Start Data provided
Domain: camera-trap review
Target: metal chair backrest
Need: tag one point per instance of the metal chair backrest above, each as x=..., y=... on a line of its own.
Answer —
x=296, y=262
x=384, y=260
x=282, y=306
End Data provided
Lay out the items above as a two-column CSV headed item_text and item_answer, with one row per item. Put each field in double quotes and replace its line breaks with spaces.

- [Response below]:
item_text,item_answer
"Domain: camera-trap review Target: metal chair backrest Need: tag one point per instance of the metal chair backrest above, each as x=..., y=... on a line of its own. Answer —","x=296, y=262 x=384, y=260 x=282, y=306"